→ **What to do**
Reproduce every line of the entries below word for word, leaving out the pictures.

Image boundary labeling items:
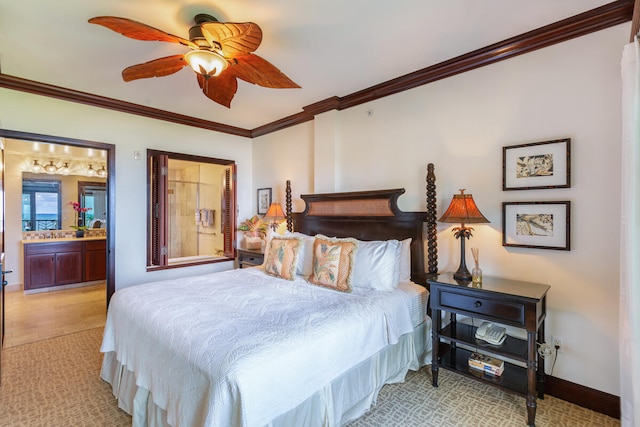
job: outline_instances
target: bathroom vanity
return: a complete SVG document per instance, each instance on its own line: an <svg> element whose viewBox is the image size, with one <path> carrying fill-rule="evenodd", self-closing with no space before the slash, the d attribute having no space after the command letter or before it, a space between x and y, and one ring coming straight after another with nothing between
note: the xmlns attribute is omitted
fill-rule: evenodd
<svg viewBox="0 0 640 427"><path fill-rule="evenodd" d="M105 237L23 240L24 290L105 280Z"/></svg>

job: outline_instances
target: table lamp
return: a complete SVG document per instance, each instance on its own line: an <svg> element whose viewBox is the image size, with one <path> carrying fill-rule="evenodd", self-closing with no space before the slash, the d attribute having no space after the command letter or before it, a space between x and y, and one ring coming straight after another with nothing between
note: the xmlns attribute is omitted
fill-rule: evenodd
<svg viewBox="0 0 640 427"><path fill-rule="evenodd" d="M467 269L465 262L464 240L472 236L473 228L465 227L465 224L482 224L490 222L480 213L480 210L473 201L471 194L464 194L464 189L460 194L454 194L447 211L438 220L446 223L460 223L460 227L453 229L456 239L460 239L460 266L453 274L453 278L460 281L471 281L471 273Z"/></svg>
<svg viewBox="0 0 640 427"><path fill-rule="evenodd" d="M264 216L265 220L272 221L270 224L270 227L273 231L277 230L278 226L280 225L280 222L284 221L285 218L286 216L282 211L282 206L280 205L280 203L271 203L271 206L269 206L269 209L267 210L267 213Z"/></svg>

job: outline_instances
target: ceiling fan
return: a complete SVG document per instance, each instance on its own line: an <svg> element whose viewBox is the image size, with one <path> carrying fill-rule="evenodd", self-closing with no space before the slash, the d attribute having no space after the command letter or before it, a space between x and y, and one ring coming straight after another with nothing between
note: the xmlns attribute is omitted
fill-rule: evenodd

→ **Response to this task**
job: outline_instances
target: bathroom vanity
return: a complete SVG document per instance, each instance on its own line: an <svg> element whose viewBox is the image size, with one <path> carrying fill-rule="evenodd", self-closing with no space before the slash, the d attribute having no space after the command letter or before it, a space between x and y, and one ring coming straight after another with nothing between
note: the xmlns attribute is omitted
fill-rule: evenodd
<svg viewBox="0 0 640 427"><path fill-rule="evenodd" d="M105 237L23 240L24 290L105 280Z"/></svg>

job: outline_instances
target: table lamp
return: a complete SVG document per instance, each instance on its own line: an <svg> element whose viewBox is the image size, with one <path> carrying fill-rule="evenodd", self-closing with no space before the slash, the d attribute having no space after the command letter or before it, a space between x and y, and one ring coming straight after another with nothing between
note: the xmlns attribute is omitted
fill-rule: evenodd
<svg viewBox="0 0 640 427"><path fill-rule="evenodd" d="M467 269L465 262L464 240L472 236L473 228L465 227L465 224L482 224L490 222L480 213L480 210L473 201L471 194L464 194L464 189L460 194L454 194L447 211L438 220L446 223L460 223L460 227L453 229L456 239L460 239L460 266L453 274L453 278L460 281L471 281L471 273Z"/></svg>
<svg viewBox="0 0 640 427"><path fill-rule="evenodd" d="M264 216L265 220L272 221L270 224L270 227L273 231L277 230L278 226L280 225L280 222L284 221L285 218L286 216L282 211L282 206L280 205L280 203L271 203L271 206L269 206L269 209L267 210L267 213Z"/></svg>

job: outline_instances
target: ceiling fan
return: a complete SVG document per instance, each instance on its own line: an <svg> element whose viewBox is the image size, with one <path> carrying fill-rule="evenodd", self-closing with no space before the slash, the d attribute having no space after the command letter or before it, a space between x and y, and one ring coming straight after another with nothing between
note: the xmlns attribute is omitted
fill-rule: evenodd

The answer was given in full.